# [What you need to do]
Working from the listing below, set down every line exactly.

### Record extracts

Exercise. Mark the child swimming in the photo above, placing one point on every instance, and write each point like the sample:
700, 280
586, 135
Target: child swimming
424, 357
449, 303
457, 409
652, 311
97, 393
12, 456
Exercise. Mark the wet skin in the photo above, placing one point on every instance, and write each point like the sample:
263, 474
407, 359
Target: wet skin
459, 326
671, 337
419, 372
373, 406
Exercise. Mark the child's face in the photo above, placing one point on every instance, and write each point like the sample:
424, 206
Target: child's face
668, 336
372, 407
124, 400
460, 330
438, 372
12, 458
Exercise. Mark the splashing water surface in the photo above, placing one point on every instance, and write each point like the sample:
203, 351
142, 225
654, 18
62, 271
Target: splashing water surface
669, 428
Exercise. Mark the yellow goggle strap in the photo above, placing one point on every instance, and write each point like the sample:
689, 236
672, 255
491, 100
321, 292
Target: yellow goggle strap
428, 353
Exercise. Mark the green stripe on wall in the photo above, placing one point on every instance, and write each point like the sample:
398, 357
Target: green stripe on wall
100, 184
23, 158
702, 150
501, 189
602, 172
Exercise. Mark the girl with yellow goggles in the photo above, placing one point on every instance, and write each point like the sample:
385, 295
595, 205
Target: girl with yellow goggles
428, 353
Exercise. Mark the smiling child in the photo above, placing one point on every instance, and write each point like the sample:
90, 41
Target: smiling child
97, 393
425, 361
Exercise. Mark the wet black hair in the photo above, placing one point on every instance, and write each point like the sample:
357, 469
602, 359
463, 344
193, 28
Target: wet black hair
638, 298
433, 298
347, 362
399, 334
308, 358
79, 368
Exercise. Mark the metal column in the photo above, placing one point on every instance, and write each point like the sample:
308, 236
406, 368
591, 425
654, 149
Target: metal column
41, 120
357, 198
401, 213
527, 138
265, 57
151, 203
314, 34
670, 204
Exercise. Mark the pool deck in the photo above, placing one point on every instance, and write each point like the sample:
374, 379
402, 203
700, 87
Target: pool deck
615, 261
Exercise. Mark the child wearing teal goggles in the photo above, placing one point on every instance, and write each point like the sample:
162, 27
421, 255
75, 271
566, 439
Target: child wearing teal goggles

######

# [Response to this task]
Exercise. Mark the child swimming in the photo above, placing one point on every instance, and write each point like the sample:
700, 280
586, 135
Target: child swimming
424, 357
449, 303
457, 409
652, 311
97, 393
12, 456
Exercise. Mark the wet skin in the photo above, placing one point on every instance, and write each point like the sample:
263, 474
407, 359
Target: wet skin
459, 326
671, 337
419, 372
373, 406
Exercise. Mark the child's face in the photo above, placing one point on every instance, and write each point like the sample:
424, 206
Target: child's face
668, 336
372, 407
124, 400
460, 330
438, 372
12, 458
Exercise. Mark the splashing water surface in the photo above, placing one point on every instance, and write each point like the sample:
203, 351
142, 225
654, 18
62, 271
Target: splashing water surface
669, 428
Exercise. Mark the yellow goggle strap in the photo above, placing one point on every instance, and write each point like the sample:
689, 236
672, 255
491, 100
321, 292
Target: yellow goggle strap
428, 353
Exercise. Mark the green stripe on wall in the photo above, placing one point on every instance, and write each point like the sample:
398, 357
Target: green stripe on wall
100, 184
23, 158
702, 150
501, 189
602, 172
Exercise. Mark the girl with yellow goggles in the photo above, placing one point on every instance, and write each point like the sample:
385, 295
595, 205
Target: girl with yellow goggles
428, 353
Exercise. Mark the smiling child in the photo above, placing one point on every instance, and write each point like the sample:
90, 41
Target: smiling child
97, 393
425, 361
Exercise. Mark the wet black hair in the photo above, placing one point on every instance, and write each point like the sample:
357, 469
602, 359
463, 344
193, 28
Target: wet black hair
638, 298
433, 298
347, 362
399, 334
308, 358
79, 368
Exercise. Mark the metal column in the photo above, placing one point on every instance, and write each point like the sample:
308, 236
406, 368
591, 425
654, 149
Target: metal column
41, 120
357, 198
401, 213
527, 138
265, 57
151, 203
314, 34
670, 204
Exercise. Mark the pool deck in the photo above, placing one point on every instance, and write each point like the sample:
374, 379
402, 203
700, 87
Target: pool deck
615, 261
Exercise. Mark the child wearing teal goggles in the photo above, placing one point on every instance, and write each point like the sample:
162, 27
421, 255
75, 271
566, 439
Target: child wearing teal goggles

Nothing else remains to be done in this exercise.